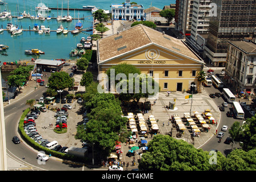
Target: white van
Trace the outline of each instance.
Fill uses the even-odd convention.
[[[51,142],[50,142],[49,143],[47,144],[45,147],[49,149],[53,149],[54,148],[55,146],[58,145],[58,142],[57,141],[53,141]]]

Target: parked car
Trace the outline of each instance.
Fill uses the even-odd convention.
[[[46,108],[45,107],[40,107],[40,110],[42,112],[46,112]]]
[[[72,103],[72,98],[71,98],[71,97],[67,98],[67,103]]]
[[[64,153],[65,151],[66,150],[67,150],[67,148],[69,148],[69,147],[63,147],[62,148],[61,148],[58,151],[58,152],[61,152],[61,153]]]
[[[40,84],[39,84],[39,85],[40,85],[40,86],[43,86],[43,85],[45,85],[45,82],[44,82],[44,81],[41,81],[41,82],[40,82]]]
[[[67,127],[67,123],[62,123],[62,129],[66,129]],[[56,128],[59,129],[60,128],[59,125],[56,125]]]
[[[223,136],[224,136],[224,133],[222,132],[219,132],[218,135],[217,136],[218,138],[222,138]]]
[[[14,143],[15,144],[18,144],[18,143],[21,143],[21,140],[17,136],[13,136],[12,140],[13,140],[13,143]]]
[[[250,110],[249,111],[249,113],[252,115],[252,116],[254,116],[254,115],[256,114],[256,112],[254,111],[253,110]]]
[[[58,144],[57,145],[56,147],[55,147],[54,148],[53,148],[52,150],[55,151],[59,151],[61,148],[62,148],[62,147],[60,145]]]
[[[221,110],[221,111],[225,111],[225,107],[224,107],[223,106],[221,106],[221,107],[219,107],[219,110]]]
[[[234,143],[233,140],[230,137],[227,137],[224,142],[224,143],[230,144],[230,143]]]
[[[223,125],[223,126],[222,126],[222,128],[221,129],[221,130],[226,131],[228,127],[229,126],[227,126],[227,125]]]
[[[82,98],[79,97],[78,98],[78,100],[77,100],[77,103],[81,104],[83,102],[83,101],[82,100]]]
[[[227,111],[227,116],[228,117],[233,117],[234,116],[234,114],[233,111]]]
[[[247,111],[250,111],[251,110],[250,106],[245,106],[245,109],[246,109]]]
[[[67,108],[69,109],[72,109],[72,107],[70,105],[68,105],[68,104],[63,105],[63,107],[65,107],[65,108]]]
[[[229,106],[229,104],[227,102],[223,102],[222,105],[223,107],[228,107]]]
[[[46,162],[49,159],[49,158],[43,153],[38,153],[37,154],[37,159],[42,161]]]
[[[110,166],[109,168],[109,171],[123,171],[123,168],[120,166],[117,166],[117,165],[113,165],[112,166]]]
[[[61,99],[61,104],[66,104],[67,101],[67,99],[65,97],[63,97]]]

==

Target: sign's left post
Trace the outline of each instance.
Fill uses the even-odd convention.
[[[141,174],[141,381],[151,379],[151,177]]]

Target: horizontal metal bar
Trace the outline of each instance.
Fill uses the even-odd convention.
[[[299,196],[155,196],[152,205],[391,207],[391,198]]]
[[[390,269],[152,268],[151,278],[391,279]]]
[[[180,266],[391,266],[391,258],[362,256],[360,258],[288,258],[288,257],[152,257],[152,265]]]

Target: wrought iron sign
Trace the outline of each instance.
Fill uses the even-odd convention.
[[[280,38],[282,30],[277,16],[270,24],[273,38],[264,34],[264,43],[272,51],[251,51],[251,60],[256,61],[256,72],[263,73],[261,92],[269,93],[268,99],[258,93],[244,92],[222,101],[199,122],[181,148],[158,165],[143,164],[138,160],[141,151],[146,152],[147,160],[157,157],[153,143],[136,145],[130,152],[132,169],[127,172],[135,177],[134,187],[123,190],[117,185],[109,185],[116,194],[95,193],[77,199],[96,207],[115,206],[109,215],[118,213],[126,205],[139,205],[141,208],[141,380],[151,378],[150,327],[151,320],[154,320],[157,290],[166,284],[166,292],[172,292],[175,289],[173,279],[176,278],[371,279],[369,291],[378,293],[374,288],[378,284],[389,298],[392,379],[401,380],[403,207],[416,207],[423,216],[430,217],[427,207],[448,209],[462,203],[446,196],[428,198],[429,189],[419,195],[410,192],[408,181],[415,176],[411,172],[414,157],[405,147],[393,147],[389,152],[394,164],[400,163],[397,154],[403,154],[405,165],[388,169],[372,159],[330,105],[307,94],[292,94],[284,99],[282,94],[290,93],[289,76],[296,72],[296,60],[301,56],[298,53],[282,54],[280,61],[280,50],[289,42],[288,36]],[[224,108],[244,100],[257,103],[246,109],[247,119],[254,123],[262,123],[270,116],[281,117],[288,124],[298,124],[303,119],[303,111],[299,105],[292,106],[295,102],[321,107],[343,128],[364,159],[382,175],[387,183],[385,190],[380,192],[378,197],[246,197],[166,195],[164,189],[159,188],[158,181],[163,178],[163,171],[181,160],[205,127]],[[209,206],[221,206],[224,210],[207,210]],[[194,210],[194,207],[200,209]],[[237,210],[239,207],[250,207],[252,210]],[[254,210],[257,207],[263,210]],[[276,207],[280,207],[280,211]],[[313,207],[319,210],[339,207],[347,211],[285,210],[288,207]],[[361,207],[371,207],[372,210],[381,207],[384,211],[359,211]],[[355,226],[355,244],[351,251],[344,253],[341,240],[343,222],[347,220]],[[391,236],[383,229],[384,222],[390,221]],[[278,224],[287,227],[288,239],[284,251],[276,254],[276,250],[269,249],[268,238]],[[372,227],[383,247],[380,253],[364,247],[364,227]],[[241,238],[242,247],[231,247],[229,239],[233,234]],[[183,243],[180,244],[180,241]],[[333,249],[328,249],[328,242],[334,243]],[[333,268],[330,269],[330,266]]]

==

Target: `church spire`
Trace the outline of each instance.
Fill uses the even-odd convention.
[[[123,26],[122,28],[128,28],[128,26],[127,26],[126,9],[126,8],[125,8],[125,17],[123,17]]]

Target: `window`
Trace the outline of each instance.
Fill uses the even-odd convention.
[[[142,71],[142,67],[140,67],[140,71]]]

**TASK OBJECTIVE**
List each line in the records above that contains the word "Target".

**RESPONSE TO THIS EXERCISE**
Target: white van
Target: parked car
Target: sign's left post
Target: horizontal metal bar
Target: wrought iron sign
Target: `church spire`
Target: `window`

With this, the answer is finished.